• _The exercise_
The entries below are to be transcribed in full, without their images.

• _Task material_
<<<<

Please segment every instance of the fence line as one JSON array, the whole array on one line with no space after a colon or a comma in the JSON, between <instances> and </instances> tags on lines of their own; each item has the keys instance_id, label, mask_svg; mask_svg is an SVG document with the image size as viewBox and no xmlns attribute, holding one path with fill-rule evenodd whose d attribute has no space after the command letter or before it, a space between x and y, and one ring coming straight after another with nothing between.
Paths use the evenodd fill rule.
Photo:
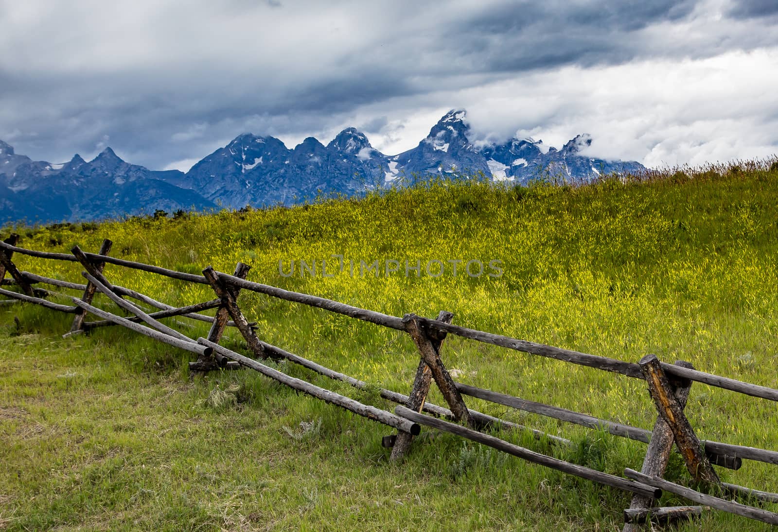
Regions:
<instances>
[{"instance_id":1,"label":"fence line","mask_svg":"<svg viewBox=\"0 0 778 532\"><path fill-rule=\"evenodd\" d=\"M72 329L64 334L65 337L88 332L100 327L121 325L167 345L196 354L197 362L189 364L192 371L205 372L219 368L237 367L254 369L293 389L397 429L398 431L397 436L385 436L382 442L384 446L394 446L391 453L392 460L400 460L405 456L412 436L418 435L419 425L424 425L479 442L535 464L633 493L632 505L629 509L625 510L625 530L634 530L632 523L640 522L641 520L669 522L678 519L694 518L703 513L703 508L701 506L652 507L661 495L662 488L712 508L778 524L778 514L712 497L661 478L667 465L667 459L675 443L676 450L683 457L692 478L703 485L706 485L709 489L726 492L734 495L744 495L761 502L778 502L778 494L720 482L713 468L715 465L737 470L741 467L743 460L778 464L778 452L700 440L684 414L685 397L692 381L770 401L778 401L776 390L706 373L691 368L690 365L685 365L685 367L680 362L676 364L662 362L654 355L644 357L638 363L628 362L470 329L450 323L453 317L450 313L441 312L438 319L426 318L415 314L406 314L402 318L391 316L323 297L291 292L246 280L244 278L249 267L240 263L237 266L234 275L216 271L209 267L203 270L202 275L196 275L110 257L108 254L111 245L110 240L103 242L100 254L85 253L78 247L75 247L72 250L72 254L27 250L16 246L16 236L12 236L5 242L0 242L0 282L3 285L15 285L24 293L0 288L0 294L11 298L0 301L0 303L5 305L9 302L24 302L59 312L76 314ZM86 270L82 275L87 283L71 282L28 271L19 271L12 261L15 253L37 258L80 262ZM112 285L102 271L102 267L106 264L158 274L187 282L209 285L213 289L216 299L174 307L138 292ZM11 275L12 280L4 279L6 273ZM37 284L81 290L83 291L83 296L81 299L71 297L74 306L54 303L47 301L45 297L50 293L58 292L33 289L32 285ZM235 327L239 329L250 350L258 358L286 359L324 376L345 382L355 388L365 390L368 387L363 381L326 368L259 339L254 331L254 324L246 320L237 304L241 290L249 290L321 308L409 334L419 350L419 368L411 394L405 395L380 388L382 397L398 404L394 411L390 412L363 404L305 380L291 377L254 359L219 345L219 341L224 328L228 326ZM94 306L91 304L92 296L98 292L106 296L119 308L133 316L122 317ZM147 313L138 304L124 298L139 301L159 310ZM202 310L215 308L218 309L216 317L199 313ZM87 313L102 320L85 321L82 318L79 319L79 316L86 316ZM172 317L182 317L211 323L209 338L191 338L159 321L159 318ZM141 324L141 322L145 324ZM629 425L599 419L559 407L457 383L446 369L440 356L443 340L448 334L632 378L643 379L648 385L650 397L657 412L654 430L648 431ZM426 401L426 395L433 381L448 403L448 408ZM643 471L637 472L630 469L625 470L625 475L632 479L627 480L535 453L485 434L484 429L495 427L503 429L528 430L535 438L550 443L563 446L570 444L569 440L564 438L545 434L541 431L471 410L467 407L463 396L477 397L590 429L605 429L614 436L648 443ZM428 414L436 417L431 417ZM438 418L443 418L448 421L443 421ZM463 423L467 426L463 426Z\"/></svg>"}]
</instances>

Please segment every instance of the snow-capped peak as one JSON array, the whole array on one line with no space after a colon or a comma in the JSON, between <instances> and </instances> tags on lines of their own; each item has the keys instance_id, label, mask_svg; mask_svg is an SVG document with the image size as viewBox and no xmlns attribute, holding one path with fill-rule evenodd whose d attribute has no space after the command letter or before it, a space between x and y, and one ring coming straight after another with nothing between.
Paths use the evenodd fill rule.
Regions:
<instances>
[{"instance_id":1,"label":"snow-capped peak","mask_svg":"<svg viewBox=\"0 0 778 532\"><path fill-rule=\"evenodd\" d=\"M365 149L372 149L367 137L356 128L346 128L338 134L328 145L328 149L335 149L338 152L358 155L365 153Z\"/></svg>"},{"instance_id":2,"label":"snow-capped peak","mask_svg":"<svg viewBox=\"0 0 778 532\"><path fill-rule=\"evenodd\" d=\"M440 119L438 124L447 124L449 122L464 122L468 116L468 112L464 109L452 109Z\"/></svg>"}]
</instances>

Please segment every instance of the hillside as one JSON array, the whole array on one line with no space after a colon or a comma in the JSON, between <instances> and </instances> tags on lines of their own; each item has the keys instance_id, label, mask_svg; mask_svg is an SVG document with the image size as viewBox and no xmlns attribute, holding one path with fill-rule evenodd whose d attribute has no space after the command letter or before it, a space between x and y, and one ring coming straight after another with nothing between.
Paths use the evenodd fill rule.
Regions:
<instances>
[{"instance_id":1,"label":"hillside","mask_svg":"<svg viewBox=\"0 0 778 532\"><path fill-rule=\"evenodd\" d=\"M51 250L96 250L110 238L116 257L194 273L241 261L252 280L395 316L447 310L461 325L627 361L656 353L776 387L776 197L773 159L579 187L433 180L360 200L19 232L20 246ZM337 256L384 268L352 275ZM300 260L326 261L335 275L287 275ZM406 260L422 264L419 276L387 273L387 261ZM499 276L455 275L450 262L492 260ZM80 279L72 264L15 261ZM425 271L434 261L440 276ZM170 304L213 296L105 272ZM262 339L408 392L418 358L405 336L256 294L240 301ZM429 431L404 464L389 464L384 427L242 371L190 381L187 354L110 327L63 340L68 327L46 310L0 306L0 462L11 472L0 475L0 529L601 530L619 527L629 506L616 490ZM228 338L241 348L239 335ZM634 379L453 338L441 355L468 383L647 429L655 418ZM215 393L236 383L234 401ZM370 392L338 390L386 406ZM578 444L503 435L524 446L614 474L640 469L641 443L472 404ZM698 384L689 404L701 437L776 448L773 404ZM718 471L778 492L773 467ZM688 483L678 457L667 478ZM661 503L686 501L665 494ZM711 513L678 530L768 527Z\"/></svg>"}]
</instances>

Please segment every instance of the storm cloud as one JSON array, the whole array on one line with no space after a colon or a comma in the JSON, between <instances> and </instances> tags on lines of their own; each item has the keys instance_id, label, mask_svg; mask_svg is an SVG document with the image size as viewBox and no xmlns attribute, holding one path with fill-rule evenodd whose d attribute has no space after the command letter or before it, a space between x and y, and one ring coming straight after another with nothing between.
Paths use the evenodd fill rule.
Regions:
<instances>
[{"instance_id":1,"label":"storm cloud","mask_svg":"<svg viewBox=\"0 0 778 532\"><path fill-rule=\"evenodd\" d=\"M0 139L187 170L243 132L355 126L393 154L448 109L481 139L648 166L778 152L778 10L731 2L0 0Z\"/></svg>"}]
</instances>

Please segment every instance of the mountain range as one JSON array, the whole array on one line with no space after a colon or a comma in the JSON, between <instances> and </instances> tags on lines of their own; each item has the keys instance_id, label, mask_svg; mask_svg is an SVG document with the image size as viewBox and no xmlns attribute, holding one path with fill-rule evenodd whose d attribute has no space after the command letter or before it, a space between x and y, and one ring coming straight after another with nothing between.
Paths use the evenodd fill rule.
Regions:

>>>>

• _Result of this task_
Please segment every instance of the fence line as one JSON array, the whole array on one line with no space after a colon or a comma in the JSON, between <instances> and </instances> tags on lines of their own; each item has the keys instance_id, label, mask_svg; mask_svg is an SVG document with the image size as viewBox and no xmlns attribute, holding one path with fill-rule evenodd whose d attribute has no space after the command letter or before it, a space between x and y, and one ring coming straight after another with nothing between.
Paths use the evenodd fill rule.
Photo:
Regions:
<instances>
[{"instance_id":1,"label":"fence line","mask_svg":"<svg viewBox=\"0 0 778 532\"><path fill-rule=\"evenodd\" d=\"M72 329L64 334L65 337L88 332L100 327L121 325L167 345L196 354L197 362L189 364L192 371L205 372L219 368L237 367L254 369L293 389L397 429L398 431L397 436L385 436L382 442L384 446L394 446L391 453L392 460L400 460L405 456L412 436L418 435L419 425L424 425L479 442L535 464L633 493L632 505L629 509L625 510L625 530L634 530L632 523L640 522L641 520L669 522L678 519L694 518L703 513L703 508L701 506L652 507L661 495L662 488L712 508L778 524L778 514L712 497L661 478L667 465L667 459L675 443L676 450L683 457L692 478L703 485L706 485L709 489L726 492L734 495L744 495L761 502L778 502L778 494L720 482L713 468L715 465L737 470L741 467L743 460L778 464L778 452L700 440L684 414L685 397L692 381L770 401L778 401L776 390L706 373L691 368L690 365L685 365L685 367L680 362L676 364L662 362L654 355L644 357L638 363L628 362L470 329L450 323L453 317L450 313L441 312L438 319L426 318L415 314L406 314L402 318L391 316L323 297L291 292L246 280L244 278L249 267L240 263L237 266L234 275L216 271L209 267L203 270L202 275L196 275L110 257L108 254L111 245L110 240L103 242L100 254L85 253L78 247L75 247L72 250L72 254L27 250L16 246L16 236L12 236L5 242L0 242L0 282L3 285L15 285L24 293L0 288L0 294L11 298L0 301L0 303L5 305L9 302L24 302L59 312L76 314ZM86 270L82 275L87 283L71 282L28 271L19 271L12 261L15 253L37 258L80 262ZM112 285L102 271L102 267L106 264L158 274L187 282L209 285L213 289L216 299L174 307L138 292ZM11 275L12 280L4 279L6 273ZM37 284L81 290L83 291L83 296L81 299L71 297L74 306L54 303L47 301L45 297L50 293L58 292L33 289L32 285ZM235 327L239 329L250 350L258 358L286 359L324 376L345 382L355 388L365 390L368 387L363 381L326 368L259 339L254 331L254 324L246 320L237 304L241 290L249 290L321 308L409 334L419 350L419 368L411 394L405 395L380 388L382 397L398 404L394 411L390 412L363 404L305 380L291 377L254 359L219 345L219 341L224 328L228 326ZM94 306L91 304L92 296L98 292L106 296L119 308L133 316L122 317ZM147 313L138 304L124 298L139 301L159 310ZM202 310L215 308L218 309L216 317L199 313ZM87 313L102 320L85 321L82 318L79 319L79 316L86 316ZM172 317L182 317L211 323L209 338L191 338L159 321L159 318ZM141 324L141 322L145 324ZM629 425L599 419L559 407L457 383L446 369L440 356L443 340L448 334L632 378L643 379L648 385L650 397L657 412L654 430L648 431ZM426 401L426 395L433 381L448 403L448 408ZM643 471L637 472L630 469L625 470L625 475L632 479L627 480L535 453L485 434L484 429L495 427L503 429L528 430L535 438L550 443L563 446L570 444L569 440L564 438L545 434L541 431L471 410L467 407L463 396L477 397L590 429L605 429L614 436L648 443ZM428 414L436 417L431 417ZM438 418L443 418L448 421L443 421ZM463 423L467 426L463 426Z\"/></svg>"}]
</instances>

Please segment every instance of the snow-capped peak as one JSON array, the whole array on one line with no space after a colon or a comma in the JSON, between <instances> and </instances> tags on lines of their own; each item has the keys instance_id, label, mask_svg; mask_svg is an SVG document with the image size as viewBox and no xmlns attribute, holding one path with fill-rule evenodd whose d attribute has no space after the command letter or before it, a space between x and y, and one ring coming straight after another with nothing between.
Paths use the evenodd fill rule.
Regions:
<instances>
[{"instance_id":1,"label":"snow-capped peak","mask_svg":"<svg viewBox=\"0 0 778 532\"><path fill-rule=\"evenodd\" d=\"M365 149L372 149L367 137L356 128L346 128L338 134L328 145L328 149L335 149L338 152L358 155L365 153Z\"/></svg>"},{"instance_id":2,"label":"snow-capped peak","mask_svg":"<svg viewBox=\"0 0 778 532\"><path fill-rule=\"evenodd\" d=\"M440 119L438 124L447 124L449 122L464 122L468 116L468 112L464 109L452 109Z\"/></svg>"}]
</instances>

Please segment every instance of the hillside as one JSON array, the whole array on one line with no space after a colon or a comma in the JSON, between <instances> and </instances> tags on lines of their own; each item has the keys instance_id, label, mask_svg; mask_svg is an SVG document with the image size as viewBox and no xmlns attribute, holding one path with fill-rule evenodd whose d attribute has no space after the command letter or before it, a space between x and y, and one ring coming straight after another with nothing between.
Paths use the evenodd fill rule.
Regions:
<instances>
[{"instance_id":1,"label":"hillside","mask_svg":"<svg viewBox=\"0 0 778 532\"><path fill-rule=\"evenodd\" d=\"M51 250L96 250L110 238L116 257L194 273L241 261L252 280L395 316L447 310L461 325L627 361L656 353L776 387L776 197L773 159L579 187L433 180L360 200L19 232L20 246ZM337 256L384 268L352 275ZM300 260L326 261L335 275L287 275ZM406 260L422 264L419 276L387 273L387 261ZM499 276L455 275L450 262L492 260ZM80 279L72 264L15 261ZM425 271L434 261L440 276ZM170 304L213 296L105 272ZM262 339L408 392L418 358L405 336L256 294L240 301ZM429 431L404 464L389 464L384 427L242 371L190 381L187 354L110 327L63 340L68 327L46 310L0 306L0 462L11 472L0 475L0 529L601 530L619 527L629 506L616 490ZM228 338L241 348L239 335ZM634 379L453 338L441 355L468 383L647 429L655 418ZM215 393L236 383L234 401ZM370 392L338 390L386 406ZM578 444L503 435L524 446L614 474L640 469L641 443L472 404ZM698 384L689 404L701 437L776 448L773 404ZM718 471L778 492L773 467ZM688 483L678 457L667 478ZM661 503L686 501L665 494ZM711 513L678 530L768 527Z\"/></svg>"}]
</instances>

Please segment every instance of the storm cloud as one JSON array, the whole array on one line with no space after a colon or a comma in the JSON, between <instances> and </instances> tags on lines of their own; each item has the keys instance_id, label, mask_svg; mask_svg is an SVG document with the image size as viewBox and no xmlns attribute, holding one path with fill-rule evenodd whose d attribute has no space after the command letter or before it, a space between x and y, and one ring coming straight after another with nothing between.
Paths use the evenodd fill rule.
Regions:
<instances>
[{"instance_id":1,"label":"storm cloud","mask_svg":"<svg viewBox=\"0 0 778 532\"><path fill-rule=\"evenodd\" d=\"M0 139L187 170L243 132L355 126L393 154L448 109L481 139L648 166L778 152L778 10L731 2L0 0Z\"/></svg>"}]
</instances>

Please segment every instance of the mountain range as one JSON array, the whole array on one line with no space after a colon or a comma in the JSON, between <instances> and </instances> tags on lines of their own; each item has the keys instance_id, label, mask_svg; mask_svg is an SVG document with the image size as viewBox and no xmlns attribute, holding one path with fill-rule evenodd whose d attribute has no space after the command letter or before it, a space between x and y, and one ring coming straight after another with nothing between.
Paths use the evenodd fill rule.
Regions:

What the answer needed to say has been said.